__What this task involves__
Please find every line in the entries below that contains the string "front", and copy it.

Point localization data
******
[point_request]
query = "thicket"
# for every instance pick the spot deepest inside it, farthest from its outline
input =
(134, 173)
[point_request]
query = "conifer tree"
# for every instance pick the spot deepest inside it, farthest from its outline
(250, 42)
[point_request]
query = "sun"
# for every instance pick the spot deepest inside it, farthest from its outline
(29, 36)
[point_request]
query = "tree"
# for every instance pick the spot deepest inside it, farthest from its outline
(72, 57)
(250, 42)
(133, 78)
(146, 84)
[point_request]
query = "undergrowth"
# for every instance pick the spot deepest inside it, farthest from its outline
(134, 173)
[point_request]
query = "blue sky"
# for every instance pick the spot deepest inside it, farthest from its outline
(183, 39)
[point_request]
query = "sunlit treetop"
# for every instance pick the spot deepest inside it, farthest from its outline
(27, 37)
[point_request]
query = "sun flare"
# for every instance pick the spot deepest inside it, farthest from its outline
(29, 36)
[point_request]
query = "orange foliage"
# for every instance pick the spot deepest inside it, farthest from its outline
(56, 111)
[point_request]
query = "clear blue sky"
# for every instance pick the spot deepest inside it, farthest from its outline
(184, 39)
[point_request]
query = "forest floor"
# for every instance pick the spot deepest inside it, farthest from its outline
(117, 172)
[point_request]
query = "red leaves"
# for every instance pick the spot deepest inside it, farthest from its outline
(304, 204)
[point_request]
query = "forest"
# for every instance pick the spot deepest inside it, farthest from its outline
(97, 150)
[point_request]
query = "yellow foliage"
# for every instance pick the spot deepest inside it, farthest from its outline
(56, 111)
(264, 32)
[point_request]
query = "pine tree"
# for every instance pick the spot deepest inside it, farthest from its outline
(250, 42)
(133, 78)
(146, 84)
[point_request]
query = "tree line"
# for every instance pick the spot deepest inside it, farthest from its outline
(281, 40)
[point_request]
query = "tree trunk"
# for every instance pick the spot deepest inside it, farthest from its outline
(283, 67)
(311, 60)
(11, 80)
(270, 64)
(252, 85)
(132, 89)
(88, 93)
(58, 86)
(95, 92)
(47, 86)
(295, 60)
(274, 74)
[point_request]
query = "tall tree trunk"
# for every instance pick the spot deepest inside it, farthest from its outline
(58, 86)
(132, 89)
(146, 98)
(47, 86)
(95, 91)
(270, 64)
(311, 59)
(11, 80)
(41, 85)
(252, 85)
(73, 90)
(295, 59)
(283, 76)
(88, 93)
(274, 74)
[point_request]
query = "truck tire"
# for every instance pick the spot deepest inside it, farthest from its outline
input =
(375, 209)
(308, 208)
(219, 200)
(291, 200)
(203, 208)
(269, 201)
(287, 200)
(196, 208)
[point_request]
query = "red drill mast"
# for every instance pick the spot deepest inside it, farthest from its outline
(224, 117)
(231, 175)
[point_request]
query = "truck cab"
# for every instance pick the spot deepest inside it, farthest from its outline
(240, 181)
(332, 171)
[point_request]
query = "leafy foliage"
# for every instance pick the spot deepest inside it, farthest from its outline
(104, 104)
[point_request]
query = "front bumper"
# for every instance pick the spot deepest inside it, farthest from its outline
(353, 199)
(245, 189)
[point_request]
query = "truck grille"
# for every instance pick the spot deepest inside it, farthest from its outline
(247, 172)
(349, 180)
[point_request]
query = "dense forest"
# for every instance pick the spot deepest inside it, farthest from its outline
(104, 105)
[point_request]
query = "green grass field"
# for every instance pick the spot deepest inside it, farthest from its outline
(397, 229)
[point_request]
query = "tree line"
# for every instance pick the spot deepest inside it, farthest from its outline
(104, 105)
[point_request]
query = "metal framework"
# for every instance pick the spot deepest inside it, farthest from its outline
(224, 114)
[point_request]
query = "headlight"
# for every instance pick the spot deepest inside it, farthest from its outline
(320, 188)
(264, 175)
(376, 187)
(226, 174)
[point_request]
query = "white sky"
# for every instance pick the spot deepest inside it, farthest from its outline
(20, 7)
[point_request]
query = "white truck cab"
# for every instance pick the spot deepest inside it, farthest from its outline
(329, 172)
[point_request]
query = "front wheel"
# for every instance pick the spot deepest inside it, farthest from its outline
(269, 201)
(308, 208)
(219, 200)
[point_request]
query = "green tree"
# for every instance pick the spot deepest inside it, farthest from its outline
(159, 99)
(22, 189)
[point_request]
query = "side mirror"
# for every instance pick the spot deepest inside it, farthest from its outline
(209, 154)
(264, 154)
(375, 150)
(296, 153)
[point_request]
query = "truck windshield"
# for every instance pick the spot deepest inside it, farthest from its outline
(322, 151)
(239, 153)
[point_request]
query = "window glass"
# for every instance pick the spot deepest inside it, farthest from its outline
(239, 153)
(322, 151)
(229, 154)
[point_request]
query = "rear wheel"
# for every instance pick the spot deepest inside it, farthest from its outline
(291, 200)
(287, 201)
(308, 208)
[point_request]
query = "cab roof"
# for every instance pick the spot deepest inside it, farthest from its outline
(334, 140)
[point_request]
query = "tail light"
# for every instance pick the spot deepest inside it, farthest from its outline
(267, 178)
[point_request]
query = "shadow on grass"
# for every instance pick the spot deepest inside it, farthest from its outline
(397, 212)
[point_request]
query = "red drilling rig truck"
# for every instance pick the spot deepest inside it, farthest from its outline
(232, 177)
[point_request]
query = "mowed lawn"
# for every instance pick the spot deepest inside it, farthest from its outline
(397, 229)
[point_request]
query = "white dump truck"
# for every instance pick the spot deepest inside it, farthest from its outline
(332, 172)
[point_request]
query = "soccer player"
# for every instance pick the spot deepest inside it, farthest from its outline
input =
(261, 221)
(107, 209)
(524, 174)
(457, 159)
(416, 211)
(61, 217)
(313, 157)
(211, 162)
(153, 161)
******
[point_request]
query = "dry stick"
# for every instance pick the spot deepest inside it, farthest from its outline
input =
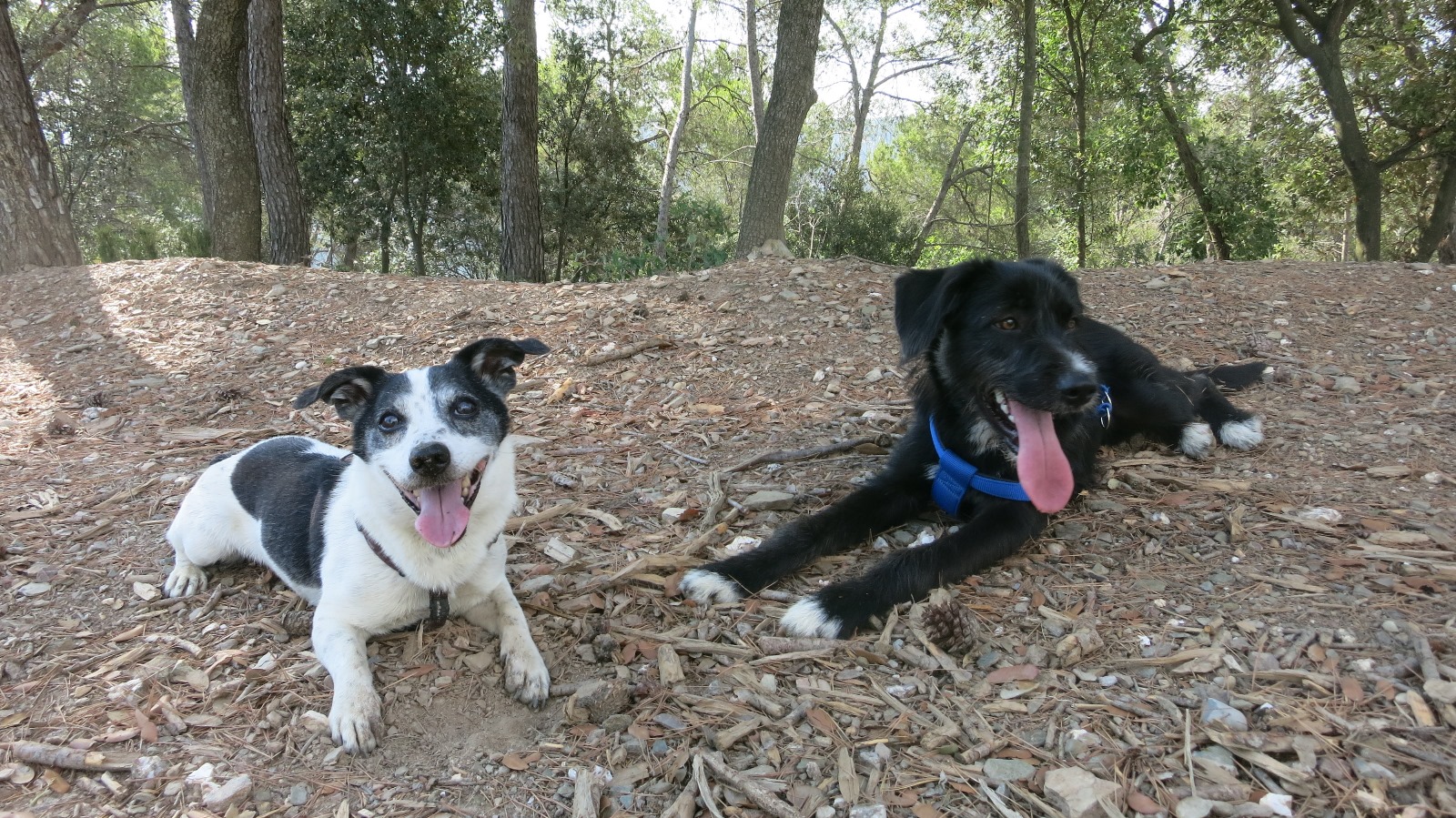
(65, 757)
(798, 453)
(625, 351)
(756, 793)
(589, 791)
******
__Solution for this task__
query = "front bumper"
query = "front wheel"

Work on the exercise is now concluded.